[Excerpts of location labeling data]

start

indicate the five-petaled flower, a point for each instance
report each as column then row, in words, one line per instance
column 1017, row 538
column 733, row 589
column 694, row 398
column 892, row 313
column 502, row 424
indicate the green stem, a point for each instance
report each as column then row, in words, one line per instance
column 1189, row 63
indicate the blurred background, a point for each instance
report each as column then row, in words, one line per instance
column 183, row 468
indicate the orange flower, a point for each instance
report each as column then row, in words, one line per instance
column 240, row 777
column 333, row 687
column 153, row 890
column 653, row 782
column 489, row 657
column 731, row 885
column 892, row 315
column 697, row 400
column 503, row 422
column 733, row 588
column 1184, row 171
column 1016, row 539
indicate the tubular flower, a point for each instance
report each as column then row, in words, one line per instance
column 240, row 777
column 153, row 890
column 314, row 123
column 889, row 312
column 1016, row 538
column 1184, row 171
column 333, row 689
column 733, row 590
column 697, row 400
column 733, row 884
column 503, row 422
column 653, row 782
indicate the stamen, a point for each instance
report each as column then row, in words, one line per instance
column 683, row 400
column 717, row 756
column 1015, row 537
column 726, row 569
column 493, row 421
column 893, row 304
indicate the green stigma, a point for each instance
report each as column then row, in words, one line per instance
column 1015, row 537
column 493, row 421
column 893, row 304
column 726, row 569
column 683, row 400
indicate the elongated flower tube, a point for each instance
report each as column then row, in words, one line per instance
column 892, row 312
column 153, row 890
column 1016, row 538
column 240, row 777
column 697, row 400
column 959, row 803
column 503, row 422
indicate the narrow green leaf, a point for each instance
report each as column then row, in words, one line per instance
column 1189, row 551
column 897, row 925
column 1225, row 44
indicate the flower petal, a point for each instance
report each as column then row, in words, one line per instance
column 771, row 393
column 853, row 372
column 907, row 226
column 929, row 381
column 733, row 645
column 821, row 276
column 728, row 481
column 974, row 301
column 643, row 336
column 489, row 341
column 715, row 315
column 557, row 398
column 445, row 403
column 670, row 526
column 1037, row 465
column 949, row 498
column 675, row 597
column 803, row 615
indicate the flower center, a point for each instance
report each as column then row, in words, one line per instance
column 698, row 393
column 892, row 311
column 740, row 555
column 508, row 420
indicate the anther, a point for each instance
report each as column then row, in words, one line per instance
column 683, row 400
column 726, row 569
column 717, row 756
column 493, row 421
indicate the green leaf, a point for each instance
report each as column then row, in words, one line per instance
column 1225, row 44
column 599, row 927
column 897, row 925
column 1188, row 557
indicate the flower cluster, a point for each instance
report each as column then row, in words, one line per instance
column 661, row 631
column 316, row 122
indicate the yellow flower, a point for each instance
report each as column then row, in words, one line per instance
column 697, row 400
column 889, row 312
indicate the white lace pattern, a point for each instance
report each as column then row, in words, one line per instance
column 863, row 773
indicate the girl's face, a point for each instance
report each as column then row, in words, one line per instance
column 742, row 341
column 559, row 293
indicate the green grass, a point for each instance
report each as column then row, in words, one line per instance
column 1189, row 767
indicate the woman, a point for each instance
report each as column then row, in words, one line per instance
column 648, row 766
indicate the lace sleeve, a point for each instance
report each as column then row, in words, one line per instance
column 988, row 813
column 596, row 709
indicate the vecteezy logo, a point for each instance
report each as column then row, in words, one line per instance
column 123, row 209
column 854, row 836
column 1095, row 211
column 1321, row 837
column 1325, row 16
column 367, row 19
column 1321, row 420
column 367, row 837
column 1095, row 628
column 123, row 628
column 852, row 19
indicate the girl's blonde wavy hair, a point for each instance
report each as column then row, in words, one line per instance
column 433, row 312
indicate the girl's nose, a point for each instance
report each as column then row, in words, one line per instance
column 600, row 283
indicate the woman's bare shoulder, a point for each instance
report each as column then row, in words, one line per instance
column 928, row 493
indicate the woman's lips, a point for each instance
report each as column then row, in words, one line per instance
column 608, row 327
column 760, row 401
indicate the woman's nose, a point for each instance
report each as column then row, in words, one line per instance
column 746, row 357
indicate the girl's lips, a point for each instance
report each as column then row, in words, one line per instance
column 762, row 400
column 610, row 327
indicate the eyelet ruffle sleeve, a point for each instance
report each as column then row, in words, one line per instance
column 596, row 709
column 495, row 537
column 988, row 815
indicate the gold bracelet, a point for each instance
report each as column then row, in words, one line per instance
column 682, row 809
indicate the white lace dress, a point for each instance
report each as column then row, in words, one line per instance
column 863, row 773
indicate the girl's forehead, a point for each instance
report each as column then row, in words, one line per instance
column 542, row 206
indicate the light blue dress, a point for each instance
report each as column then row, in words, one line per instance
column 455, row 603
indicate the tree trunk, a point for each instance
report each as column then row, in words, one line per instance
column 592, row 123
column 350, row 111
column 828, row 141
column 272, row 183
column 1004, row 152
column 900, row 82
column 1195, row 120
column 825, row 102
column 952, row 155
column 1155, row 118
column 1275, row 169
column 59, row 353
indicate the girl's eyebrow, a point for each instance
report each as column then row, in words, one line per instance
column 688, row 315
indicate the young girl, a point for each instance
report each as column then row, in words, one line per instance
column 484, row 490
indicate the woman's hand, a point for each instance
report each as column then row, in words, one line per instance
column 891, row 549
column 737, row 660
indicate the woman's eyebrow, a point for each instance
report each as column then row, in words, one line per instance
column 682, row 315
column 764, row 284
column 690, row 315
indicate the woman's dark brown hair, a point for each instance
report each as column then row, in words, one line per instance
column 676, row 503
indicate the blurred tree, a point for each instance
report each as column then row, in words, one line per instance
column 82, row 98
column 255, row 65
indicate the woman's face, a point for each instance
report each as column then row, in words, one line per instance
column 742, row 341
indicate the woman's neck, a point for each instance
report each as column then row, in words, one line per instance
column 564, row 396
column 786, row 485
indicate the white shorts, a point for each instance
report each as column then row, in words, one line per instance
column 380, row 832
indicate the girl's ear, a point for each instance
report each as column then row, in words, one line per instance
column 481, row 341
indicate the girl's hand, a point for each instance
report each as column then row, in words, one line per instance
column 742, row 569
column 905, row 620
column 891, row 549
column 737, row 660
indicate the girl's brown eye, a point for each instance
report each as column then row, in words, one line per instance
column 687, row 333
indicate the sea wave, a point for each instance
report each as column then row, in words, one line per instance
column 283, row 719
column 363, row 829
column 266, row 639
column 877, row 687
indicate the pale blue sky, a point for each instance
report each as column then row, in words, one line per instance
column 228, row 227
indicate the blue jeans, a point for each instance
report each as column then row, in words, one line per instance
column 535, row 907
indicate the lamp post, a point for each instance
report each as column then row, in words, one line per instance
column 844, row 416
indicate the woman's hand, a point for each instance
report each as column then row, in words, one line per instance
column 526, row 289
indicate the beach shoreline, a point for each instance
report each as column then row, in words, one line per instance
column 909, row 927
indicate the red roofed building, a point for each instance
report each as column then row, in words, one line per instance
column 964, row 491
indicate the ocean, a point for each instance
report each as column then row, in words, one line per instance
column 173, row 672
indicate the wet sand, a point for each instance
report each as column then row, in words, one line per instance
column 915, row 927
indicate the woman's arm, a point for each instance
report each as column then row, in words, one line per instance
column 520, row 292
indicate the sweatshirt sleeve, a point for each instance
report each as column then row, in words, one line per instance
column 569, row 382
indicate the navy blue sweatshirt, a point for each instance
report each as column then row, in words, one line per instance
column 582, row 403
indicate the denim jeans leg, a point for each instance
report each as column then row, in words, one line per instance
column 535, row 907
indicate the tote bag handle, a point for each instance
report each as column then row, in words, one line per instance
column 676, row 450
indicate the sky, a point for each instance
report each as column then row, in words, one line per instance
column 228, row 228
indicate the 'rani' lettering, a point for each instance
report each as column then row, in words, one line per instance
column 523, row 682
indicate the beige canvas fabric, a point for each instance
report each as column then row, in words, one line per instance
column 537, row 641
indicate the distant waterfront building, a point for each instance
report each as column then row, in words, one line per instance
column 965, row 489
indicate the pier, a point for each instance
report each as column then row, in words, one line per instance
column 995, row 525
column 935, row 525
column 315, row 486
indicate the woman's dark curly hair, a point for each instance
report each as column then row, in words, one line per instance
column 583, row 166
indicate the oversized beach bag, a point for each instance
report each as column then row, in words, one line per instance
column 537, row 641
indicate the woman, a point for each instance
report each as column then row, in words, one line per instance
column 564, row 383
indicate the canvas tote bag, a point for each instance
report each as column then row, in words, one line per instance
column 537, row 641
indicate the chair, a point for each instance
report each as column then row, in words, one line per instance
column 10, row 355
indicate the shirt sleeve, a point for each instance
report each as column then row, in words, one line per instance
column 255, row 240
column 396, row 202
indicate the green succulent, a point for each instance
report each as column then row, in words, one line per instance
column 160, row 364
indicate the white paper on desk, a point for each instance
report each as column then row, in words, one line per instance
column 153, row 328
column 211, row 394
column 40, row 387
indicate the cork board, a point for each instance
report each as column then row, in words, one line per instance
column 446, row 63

end

Return, character for character, the lines of the material running from the line containing "indicate the lace" through the line containing "column 455, row 603", both of those lines included.

indicate the lace sleeve, a point for each instance
report each as column then row, in words, one line per instance
column 988, row 813
column 596, row 709
indicate the vecteezy logo, a point for each instance
report each as column then row, in words, one line per instance
column 123, row 209
column 854, row 836
column 1095, row 211
column 1321, row 837
column 1325, row 16
column 367, row 19
column 1321, row 420
column 367, row 837
column 1095, row 628
column 123, row 628
column 852, row 19
indicate the girl's blonde wavy hair, a point for each instance
report each as column then row, in words, one line per instance
column 433, row 312
indicate the girl's nose, a point for each instance
report each as column then row, in words, one line per instance
column 600, row 283
indicate the woman's bare shoulder, a point for each instance
report each as column then row, in words, one line per instance
column 928, row 493
indicate the woman's lips, a point for each instance
report each as column then row, in words, one line per instance
column 608, row 327
column 760, row 401
indicate the woman's nose, a point for each instance
report each as column then row, in words, one line per instance
column 746, row 357
indicate the girl's lips, a point for each instance
report each as column then row, in words, one line per instance
column 762, row 400
column 610, row 327
indicate the eyelet ruffle sleeve, a point for each instance
report each as column then row, in words, one line per instance
column 596, row 709
column 495, row 537
column 988, row 815
indicate the gold bracelet, a point for each instance
report each as column then row, in words, one line per instance
column 682, row 809
indicate the white lace dress, a point for each instance
report each as column then row, in words, one line per instance
column 863, row 773
indicate the girl's forehead, a point for each instance
report each as column then row, in words, one line per instance
column 542, row 206
indicate the light blue dress, a point for each instance
report each as column then row, in words, one line per instance
column 455, row 603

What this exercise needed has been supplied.